Provided records:
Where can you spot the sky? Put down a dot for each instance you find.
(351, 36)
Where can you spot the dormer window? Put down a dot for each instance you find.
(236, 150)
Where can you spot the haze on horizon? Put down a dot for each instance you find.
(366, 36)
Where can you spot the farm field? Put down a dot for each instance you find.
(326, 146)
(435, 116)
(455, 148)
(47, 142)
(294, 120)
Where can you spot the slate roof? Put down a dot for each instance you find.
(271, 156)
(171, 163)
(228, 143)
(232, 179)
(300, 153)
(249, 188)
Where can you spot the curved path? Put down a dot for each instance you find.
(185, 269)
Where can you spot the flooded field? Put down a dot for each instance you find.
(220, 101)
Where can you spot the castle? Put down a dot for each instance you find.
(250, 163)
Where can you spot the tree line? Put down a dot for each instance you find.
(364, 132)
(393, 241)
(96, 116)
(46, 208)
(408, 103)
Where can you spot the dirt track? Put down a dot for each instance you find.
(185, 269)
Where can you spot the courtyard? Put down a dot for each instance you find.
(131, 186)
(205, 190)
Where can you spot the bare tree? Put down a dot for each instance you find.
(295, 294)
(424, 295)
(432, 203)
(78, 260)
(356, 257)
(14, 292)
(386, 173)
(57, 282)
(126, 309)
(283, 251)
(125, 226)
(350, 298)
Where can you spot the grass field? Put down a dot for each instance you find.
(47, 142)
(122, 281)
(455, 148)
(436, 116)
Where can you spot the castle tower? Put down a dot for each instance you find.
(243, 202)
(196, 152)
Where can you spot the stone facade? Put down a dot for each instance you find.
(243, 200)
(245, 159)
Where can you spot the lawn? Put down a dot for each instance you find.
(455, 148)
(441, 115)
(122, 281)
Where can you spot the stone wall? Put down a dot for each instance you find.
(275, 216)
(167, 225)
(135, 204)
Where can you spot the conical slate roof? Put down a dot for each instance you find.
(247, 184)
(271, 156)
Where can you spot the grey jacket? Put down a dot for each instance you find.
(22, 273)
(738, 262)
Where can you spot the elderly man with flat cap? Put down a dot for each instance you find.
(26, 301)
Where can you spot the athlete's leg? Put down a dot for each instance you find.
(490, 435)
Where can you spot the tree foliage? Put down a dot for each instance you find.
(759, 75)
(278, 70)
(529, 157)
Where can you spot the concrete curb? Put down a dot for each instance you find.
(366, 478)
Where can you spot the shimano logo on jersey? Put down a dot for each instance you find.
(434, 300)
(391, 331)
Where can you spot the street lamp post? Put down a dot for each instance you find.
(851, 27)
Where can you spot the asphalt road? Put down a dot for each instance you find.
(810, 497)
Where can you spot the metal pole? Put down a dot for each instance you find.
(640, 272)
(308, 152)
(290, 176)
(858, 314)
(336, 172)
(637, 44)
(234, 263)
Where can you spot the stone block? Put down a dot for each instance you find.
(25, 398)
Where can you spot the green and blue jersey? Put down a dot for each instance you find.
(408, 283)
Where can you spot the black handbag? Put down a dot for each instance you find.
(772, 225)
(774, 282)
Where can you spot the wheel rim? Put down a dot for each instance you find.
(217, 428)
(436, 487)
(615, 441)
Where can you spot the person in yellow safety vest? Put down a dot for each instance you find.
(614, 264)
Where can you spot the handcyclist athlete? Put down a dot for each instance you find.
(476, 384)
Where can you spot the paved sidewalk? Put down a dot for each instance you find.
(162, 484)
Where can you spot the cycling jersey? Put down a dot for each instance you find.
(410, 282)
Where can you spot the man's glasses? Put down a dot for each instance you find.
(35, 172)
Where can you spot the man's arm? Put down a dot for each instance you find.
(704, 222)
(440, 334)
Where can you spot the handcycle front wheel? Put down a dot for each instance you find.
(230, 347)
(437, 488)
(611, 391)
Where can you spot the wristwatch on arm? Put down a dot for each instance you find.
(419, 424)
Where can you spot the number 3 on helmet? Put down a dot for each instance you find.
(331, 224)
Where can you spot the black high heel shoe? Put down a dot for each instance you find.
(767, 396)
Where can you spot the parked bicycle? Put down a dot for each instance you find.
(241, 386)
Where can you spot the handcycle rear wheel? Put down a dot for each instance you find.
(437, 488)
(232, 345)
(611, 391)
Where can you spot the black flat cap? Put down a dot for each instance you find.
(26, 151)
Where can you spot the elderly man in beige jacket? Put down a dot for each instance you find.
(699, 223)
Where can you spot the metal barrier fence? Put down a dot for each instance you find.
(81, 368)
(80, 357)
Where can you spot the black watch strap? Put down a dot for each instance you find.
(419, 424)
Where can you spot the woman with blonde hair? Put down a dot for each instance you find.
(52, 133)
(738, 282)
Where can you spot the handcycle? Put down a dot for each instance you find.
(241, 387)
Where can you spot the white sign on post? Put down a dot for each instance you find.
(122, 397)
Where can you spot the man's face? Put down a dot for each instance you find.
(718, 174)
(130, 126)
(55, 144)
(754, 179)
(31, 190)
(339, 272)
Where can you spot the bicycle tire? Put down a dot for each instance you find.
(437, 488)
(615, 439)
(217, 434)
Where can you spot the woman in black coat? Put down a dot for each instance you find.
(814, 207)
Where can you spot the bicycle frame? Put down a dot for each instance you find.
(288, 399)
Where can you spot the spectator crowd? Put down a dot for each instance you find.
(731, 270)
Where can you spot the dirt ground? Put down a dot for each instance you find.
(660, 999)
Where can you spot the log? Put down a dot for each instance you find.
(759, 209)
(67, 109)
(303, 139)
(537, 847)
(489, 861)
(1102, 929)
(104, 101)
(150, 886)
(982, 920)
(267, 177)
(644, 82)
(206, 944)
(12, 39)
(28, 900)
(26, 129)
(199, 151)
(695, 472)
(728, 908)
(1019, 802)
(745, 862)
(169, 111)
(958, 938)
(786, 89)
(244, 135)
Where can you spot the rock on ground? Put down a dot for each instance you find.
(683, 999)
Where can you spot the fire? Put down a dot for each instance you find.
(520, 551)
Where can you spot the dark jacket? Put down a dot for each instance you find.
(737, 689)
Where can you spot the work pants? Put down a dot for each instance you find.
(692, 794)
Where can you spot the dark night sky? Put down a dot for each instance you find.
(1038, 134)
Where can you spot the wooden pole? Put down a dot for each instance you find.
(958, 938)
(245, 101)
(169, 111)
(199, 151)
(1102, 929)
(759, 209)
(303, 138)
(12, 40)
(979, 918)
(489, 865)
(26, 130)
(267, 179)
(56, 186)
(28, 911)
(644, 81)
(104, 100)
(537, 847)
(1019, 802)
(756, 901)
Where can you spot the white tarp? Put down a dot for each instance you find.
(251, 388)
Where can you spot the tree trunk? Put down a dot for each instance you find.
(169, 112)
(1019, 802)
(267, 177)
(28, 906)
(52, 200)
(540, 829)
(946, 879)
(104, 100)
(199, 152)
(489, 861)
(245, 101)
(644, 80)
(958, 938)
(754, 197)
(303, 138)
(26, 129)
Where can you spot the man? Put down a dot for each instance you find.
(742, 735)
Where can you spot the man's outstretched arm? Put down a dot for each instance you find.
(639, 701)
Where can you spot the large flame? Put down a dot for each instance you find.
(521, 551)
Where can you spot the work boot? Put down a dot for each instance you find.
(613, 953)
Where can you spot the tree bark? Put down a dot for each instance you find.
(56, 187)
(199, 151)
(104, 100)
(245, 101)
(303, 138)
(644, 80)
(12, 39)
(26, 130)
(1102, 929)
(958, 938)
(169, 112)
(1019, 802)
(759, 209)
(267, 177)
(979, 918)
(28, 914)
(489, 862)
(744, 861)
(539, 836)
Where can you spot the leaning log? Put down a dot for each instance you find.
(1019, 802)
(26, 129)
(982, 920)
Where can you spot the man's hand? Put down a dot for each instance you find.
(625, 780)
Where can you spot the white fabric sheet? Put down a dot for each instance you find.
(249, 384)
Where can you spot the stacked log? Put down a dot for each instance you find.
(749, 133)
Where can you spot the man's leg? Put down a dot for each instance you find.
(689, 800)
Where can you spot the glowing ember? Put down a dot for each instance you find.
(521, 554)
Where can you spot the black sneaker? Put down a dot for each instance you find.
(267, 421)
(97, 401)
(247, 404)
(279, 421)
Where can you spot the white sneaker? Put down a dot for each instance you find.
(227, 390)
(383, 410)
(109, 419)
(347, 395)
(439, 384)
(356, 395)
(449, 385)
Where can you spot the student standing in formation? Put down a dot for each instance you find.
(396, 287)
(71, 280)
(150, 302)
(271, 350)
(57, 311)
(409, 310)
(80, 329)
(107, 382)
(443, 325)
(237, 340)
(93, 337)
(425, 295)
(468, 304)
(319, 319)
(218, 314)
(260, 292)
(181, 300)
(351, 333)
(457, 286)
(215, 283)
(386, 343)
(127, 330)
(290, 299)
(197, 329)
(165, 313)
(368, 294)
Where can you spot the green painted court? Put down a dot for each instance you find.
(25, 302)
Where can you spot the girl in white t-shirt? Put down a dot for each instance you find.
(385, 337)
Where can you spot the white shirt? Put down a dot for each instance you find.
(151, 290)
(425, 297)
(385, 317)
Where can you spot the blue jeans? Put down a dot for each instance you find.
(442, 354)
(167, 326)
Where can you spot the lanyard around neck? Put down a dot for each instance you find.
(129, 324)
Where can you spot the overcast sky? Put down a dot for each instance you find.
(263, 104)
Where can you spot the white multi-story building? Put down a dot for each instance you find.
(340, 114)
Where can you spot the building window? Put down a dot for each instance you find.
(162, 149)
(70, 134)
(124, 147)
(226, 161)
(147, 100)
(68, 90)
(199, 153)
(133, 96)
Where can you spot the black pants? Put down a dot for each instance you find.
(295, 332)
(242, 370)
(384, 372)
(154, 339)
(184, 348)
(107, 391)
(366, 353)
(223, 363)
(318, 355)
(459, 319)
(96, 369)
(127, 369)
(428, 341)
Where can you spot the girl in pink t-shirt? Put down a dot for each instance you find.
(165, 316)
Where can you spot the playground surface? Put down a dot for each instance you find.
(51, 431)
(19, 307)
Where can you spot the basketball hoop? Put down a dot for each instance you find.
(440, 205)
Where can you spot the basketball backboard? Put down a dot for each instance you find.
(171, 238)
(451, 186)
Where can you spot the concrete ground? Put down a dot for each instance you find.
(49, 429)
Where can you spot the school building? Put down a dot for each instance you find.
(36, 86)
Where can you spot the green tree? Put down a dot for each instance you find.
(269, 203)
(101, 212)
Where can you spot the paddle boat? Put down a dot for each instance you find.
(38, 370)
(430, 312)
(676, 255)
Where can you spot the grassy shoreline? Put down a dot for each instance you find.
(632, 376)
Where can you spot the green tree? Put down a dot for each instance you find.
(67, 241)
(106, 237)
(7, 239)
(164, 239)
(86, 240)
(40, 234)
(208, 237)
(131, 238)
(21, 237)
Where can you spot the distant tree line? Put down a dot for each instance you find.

Brief: Write out again, unchanged, the lines above from the one holding "Where can you spot the school" through the last line, both included.

Response for this exercise:
Where can you spot the school building? Put down a dot for each instance you find.
(36, 86)
Where can you spot the green tree? Put down a dot for each instance you find.
(269, 203)
(101, 212)
Where can you spot the paddle boat? Put down a dot for each instance you find.
(38, 370)
(430, 312)
(676, 255)
Where can you spot the grassy shoreline? Put down a dot for each instance you find.
(632, 376)
Where can you spot the green tree? Put down a dot for each instance you find.
(67, 241)
(106, 237)
(7, 239)
(164, 239)
(86, 240)
(40, 234)
(208, 237)
(131, 238)
(21, 237)
Where can you spot the distant tree line? Put down a dot for each instance you find.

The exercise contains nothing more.